In SemEval2022 Task10 description, it is stated that we can see the sentiment, target and holder expressions in a sentence as a graph, which the expressions are its nodes and there is edge from a sentiment expression node to its pertaining target and holder ones.

In [None]:
class BIOSchemeTokenClassification:

  @classmethod
  def _nstate(cls, state: str, label: TokenBIOLabelEnum) -> str:
    if label.is_out():
      return 'skipping'
    if state == 'reading':
      if label.is_begin():
        return 'start_reading'
      else: # label.is_in()
        return 'reading'
    elif state == 'skipping':
      if label.is_begin():
        return 'start_reading'
      else:
        return 'skipping'
    else: # state == 'start_reading'
      if label.is_begin():
        return 'start_reading'
      else: # label.is_in()
        return 'reading'


  @classmethod
  def extract_spans(cls, token_labels: Sequence[TokenBIOLabelEnum]) -> List[Tuple[slice, Any]]:
    state = 'skipping'
    span_start = 0
    span_length = 0
    spans = []
    for i in range(len(token_labels)):
      label = token_labels[i]
      nstate = BIOSchemeTokenClassification._nstate(state, label)
      if nstate == 'start_reading':
        if state == 'reading' or state == 'start_reading':
          spans.append((slice(span_start, span_start + span_length), token_labels[i-1].tag))
        span_start = i
        span_length = 1
      elif nstate == 'reading':
        span_length += 1
      else: # nstate == 'skipping'
        if state == 'reading' or state == 'start_reading':
          spans.append((slice(span_start, span_start + span_length), token_labels[i-1].tag))
      state = nstate
    if state != 'skipping':
      spans.append((slice(span_start, span_start + span_length), token_labels[i].tag))
    return spans

## Sequence Labeler

In [None]:
class LinearSequenceLabeler(nn.Module):

  def __init__(self, input_dim: int, hidden_dim: int, label_enum: TokenBIOLabelEnum):
    super(LinearSequenceLabeler, self).__init__()

    self.seq_label = nn.ModuleList([nn.Linear(input_dim, hidden_dim), nn.Dropout(), 
                                    nn.ReLU(), nn.Linear(hidden_dim, len(label_enum))])
    self.label_enum = label_enum


  def forward(self, ptm_output: BaseModelOutput) -> Tensor:
    output = ptm_output.last_hidden_state
    for layer in self.seq_label:
      output = layer(output)

## [PROMPT 1]
In the SemEval2022 code excerpt, what serve as the nodes of the graph described in the Task10 description?
## [PROMPT 2]
Copy verbatim the portion of the SemEval2022 code excerpt running from "state = nstate" up to and including "super(LinearSequenceLabeler, self).__init__()".

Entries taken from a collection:
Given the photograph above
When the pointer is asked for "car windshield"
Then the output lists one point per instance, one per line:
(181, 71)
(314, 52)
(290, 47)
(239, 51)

## [RESPONSE 1]
The sentiment, target and holder expressions.

## [RESPONSE 2]
state = nstate
    if state != 'skipping':
      spans.append((slice(span_start, span_start + span_length), token_labels[i].tag))
    return spans

## Sequence Labeler

In [None]:
class LinearSequenceLabeler(nn.Module):

  def __init__(self, input_dim: int, hidden_dim: int, label_enum: TokenBIOLabelEnum):
    super(LinearSequenceLabeler, self).__init__()